• TASK REQUIREMENTS:
Transcribe the stretch of entries below from the line with "formatted like (9,260)." through the line with "formatted like (157,87).", exactly and with both ends included; leave out all other lines.

[RECORDED INFORMATION Boundary: Start]

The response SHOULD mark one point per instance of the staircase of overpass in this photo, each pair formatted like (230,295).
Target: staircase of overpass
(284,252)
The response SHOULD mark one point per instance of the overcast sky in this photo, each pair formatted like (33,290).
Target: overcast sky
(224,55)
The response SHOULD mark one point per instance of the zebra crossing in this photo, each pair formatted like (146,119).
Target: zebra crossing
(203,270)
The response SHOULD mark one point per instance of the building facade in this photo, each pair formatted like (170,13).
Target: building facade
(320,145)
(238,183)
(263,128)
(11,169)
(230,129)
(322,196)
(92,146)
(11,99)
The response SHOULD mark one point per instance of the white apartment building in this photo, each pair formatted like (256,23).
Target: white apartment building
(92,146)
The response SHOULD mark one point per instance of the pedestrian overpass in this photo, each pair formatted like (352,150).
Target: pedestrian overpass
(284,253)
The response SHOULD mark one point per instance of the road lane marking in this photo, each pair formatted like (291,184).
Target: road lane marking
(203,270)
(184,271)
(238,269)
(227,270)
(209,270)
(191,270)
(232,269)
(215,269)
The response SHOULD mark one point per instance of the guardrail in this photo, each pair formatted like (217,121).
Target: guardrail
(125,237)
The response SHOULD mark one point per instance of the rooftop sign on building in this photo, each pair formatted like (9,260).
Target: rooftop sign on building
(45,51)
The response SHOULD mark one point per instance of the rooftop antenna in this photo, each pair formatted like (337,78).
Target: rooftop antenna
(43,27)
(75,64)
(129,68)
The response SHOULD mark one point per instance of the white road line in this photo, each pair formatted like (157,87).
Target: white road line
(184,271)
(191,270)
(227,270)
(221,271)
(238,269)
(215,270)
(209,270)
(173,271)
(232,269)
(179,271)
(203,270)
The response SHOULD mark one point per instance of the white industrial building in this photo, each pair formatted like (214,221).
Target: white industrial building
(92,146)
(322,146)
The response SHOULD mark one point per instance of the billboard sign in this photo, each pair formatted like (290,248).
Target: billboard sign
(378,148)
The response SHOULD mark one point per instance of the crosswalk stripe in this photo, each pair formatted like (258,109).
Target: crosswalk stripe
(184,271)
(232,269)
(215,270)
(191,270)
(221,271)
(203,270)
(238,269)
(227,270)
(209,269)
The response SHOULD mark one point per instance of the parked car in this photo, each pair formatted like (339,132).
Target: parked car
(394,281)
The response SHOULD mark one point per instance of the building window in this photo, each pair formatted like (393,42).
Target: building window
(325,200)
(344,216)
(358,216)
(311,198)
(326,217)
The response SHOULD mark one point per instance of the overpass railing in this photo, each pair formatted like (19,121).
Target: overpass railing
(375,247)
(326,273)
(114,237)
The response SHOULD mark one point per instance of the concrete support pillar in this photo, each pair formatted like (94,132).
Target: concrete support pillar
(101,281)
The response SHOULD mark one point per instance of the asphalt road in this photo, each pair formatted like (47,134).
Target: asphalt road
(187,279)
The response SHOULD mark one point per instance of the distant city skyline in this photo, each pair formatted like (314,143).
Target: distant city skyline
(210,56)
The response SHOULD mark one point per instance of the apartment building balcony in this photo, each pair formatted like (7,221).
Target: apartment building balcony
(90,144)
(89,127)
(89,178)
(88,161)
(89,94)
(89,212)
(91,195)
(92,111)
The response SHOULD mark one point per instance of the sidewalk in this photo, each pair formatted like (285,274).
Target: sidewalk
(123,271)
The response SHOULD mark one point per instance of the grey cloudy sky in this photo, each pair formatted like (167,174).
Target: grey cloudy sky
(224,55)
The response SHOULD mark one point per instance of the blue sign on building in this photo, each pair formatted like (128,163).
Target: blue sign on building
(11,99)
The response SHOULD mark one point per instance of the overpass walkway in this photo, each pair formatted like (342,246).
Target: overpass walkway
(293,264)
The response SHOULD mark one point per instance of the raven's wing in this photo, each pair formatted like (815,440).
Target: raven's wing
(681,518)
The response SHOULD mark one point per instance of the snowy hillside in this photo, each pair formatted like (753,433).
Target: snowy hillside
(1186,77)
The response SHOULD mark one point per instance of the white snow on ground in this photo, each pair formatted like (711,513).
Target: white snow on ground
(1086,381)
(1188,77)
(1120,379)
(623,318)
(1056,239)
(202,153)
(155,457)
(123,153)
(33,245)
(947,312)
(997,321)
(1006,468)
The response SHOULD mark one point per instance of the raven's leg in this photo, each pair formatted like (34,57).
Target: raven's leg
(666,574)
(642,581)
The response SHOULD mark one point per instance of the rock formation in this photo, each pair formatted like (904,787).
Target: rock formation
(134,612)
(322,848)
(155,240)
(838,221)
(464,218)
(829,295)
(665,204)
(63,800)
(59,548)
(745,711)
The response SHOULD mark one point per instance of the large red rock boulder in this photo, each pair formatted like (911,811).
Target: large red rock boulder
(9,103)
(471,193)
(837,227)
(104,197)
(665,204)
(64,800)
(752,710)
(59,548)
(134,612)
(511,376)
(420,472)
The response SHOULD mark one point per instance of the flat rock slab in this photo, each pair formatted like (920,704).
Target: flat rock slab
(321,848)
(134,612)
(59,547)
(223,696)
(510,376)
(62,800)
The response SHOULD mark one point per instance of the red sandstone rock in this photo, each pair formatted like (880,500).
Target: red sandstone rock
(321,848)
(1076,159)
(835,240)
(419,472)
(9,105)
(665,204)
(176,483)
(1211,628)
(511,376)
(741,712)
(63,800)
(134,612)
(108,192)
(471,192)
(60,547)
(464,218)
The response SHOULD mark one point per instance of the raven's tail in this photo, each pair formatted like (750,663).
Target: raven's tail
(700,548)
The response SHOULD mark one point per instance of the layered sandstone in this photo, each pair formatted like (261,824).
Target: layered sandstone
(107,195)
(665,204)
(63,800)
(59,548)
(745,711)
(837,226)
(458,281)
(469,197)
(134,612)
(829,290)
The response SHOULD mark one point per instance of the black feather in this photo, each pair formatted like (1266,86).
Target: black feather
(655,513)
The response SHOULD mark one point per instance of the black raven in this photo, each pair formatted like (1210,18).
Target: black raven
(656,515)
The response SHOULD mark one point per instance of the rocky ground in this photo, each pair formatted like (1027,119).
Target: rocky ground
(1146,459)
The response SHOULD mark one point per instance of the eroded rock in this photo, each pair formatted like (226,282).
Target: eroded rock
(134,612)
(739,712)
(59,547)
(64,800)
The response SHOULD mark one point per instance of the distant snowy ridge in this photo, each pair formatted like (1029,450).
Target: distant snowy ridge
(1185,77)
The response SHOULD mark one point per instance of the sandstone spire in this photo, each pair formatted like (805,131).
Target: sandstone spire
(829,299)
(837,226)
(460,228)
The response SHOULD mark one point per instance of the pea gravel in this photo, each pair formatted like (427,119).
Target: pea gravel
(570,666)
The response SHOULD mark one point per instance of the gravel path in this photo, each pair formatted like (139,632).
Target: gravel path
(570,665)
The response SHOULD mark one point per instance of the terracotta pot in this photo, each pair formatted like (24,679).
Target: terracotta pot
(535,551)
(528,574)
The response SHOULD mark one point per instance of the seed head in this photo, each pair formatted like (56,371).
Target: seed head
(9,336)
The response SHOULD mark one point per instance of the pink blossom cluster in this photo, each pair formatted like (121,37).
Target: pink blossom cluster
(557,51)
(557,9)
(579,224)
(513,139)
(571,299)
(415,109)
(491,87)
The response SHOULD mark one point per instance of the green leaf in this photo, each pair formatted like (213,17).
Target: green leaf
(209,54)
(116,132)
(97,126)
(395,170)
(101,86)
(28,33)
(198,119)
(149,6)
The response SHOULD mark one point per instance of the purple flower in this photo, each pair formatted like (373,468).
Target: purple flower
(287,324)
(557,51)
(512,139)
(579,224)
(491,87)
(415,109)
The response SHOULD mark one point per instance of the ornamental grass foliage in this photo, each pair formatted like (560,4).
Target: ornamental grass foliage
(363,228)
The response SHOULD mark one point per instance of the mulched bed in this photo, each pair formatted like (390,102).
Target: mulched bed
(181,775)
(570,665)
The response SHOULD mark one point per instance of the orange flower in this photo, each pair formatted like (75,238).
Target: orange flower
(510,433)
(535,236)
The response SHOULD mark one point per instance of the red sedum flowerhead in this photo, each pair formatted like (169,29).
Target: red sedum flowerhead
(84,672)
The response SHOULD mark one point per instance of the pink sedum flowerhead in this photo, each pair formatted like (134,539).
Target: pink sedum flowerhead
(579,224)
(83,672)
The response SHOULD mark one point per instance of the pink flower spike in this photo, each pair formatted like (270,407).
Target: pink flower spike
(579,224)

[RECORDED INFORMATION Boundary: End]

• EXERCISE RESULT:
The response SHOULD mark one point per instance of the rooftop sign on building in this photo, each pair formatted like (9,260).
Target: rooftop sign on building
(45,51)
The response SHOULD mark one point per instance of the rooftop antenna in this photo, each pair formatted like (337,78).
Target: rooftop antenna
(43,27)
(75,64)
(129,68)
The response SHOULD mark one point per instance of the white road line in this photo, each pair formatted like (157,87).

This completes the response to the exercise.